● **Actions to take**
- A) In the New Court description, how many office floors make up the central cube?
- B) Repeat the part of the New Court description between "New Court is made" and "St. Paul’s Cathedral.", inclusive.

● **Excerpted passage**
########

New Court, Rothschild London HQ, by OMA.

Architect:
Ellen van Loon, Rem Koolhaas, OMA

Client:
Rothschild Bank

Location:
London

Year:
2011

OMA’s new home for Rothschild is the most exciting addition to the ‘City-scape’ in years.

OMA’s design for New Court is the fourth iteration of Rothschild’s London headquarters, all of them built on the increasingly dense and architecturally rich site on St. Swithin’s Lane, a narrow medieval alley in the heart of the City. The building offers the opportunity to reinstate a visual connection between St. Swithin’s Lane and St. Stephen’s Walbrook. Instead of competing as accidental neighbours, the church and New Court forms a twinned urban ensemble, an affinity reinforced by the proportional similarity of their towers.

New Court is made up of a central cube of ten efficient and flexible open-plan office floors – which facilitate views over St. Stephen’s and the surrounding City – linked to four adjoining annexes, with meeting rooms, enclosed offices, vertical circulation, reception areas, and a staff cafe and gym. The top of this central cube features a landscaped roof garden with outdoor meeting areas. This in turn is overlooked by an adjacent Sky Pavilion – a small tower with three double-height storeys peering out over the city – which houses meeting and dining rooms and a multifunctional panorama room with extraordinary and unfamiliar views across the City, including St. Paul’s Cathedral.

########

● **Point location data**

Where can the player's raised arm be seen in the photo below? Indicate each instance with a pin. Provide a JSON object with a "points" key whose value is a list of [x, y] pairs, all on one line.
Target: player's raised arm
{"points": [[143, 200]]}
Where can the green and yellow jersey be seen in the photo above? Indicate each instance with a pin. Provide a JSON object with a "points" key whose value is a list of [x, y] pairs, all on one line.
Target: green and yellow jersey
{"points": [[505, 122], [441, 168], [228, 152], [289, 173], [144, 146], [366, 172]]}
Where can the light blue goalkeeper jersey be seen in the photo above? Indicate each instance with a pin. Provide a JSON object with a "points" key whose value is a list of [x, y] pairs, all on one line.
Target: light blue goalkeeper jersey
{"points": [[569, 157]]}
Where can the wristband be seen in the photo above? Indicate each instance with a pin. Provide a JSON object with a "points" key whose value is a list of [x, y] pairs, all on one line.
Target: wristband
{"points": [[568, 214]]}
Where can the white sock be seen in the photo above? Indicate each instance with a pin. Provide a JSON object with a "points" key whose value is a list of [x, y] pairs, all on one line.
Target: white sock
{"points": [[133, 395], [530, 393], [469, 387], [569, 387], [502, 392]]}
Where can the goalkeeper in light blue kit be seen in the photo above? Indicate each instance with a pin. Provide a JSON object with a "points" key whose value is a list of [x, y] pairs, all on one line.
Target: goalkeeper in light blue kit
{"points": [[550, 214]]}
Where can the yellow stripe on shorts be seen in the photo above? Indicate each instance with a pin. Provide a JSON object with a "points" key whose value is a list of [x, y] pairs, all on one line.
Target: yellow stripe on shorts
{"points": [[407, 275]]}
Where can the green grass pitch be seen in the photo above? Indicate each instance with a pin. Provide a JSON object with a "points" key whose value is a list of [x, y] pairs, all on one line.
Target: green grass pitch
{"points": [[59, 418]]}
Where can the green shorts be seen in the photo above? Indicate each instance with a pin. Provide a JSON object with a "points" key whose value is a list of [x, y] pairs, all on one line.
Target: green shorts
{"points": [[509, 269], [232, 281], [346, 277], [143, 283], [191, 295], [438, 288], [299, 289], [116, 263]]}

########

● **Answers given**
- A) Ten open-plan office floors.

- B)
New Court is made up of a central cube of ten efficient and flexible open-plan office floors – which facilitate views over St. Stephen’s and the surrounding City – linked to four adjoining annexes, with meeting rooms, enclosed offices, vertical circulation, reception areas, and a staff cafe and gym. The top of this central cube features a landscaped roof garden with outdoor meeting areas. This in turn is overlooked by an adjacent Sky Pavilion – a small tower with three double-height storeys peering out over the city – which houses meeting and dining rooms and a multifunctional panorama room with extraordinary and unfamiliar views across the City, including St. Paul’s Cathedral.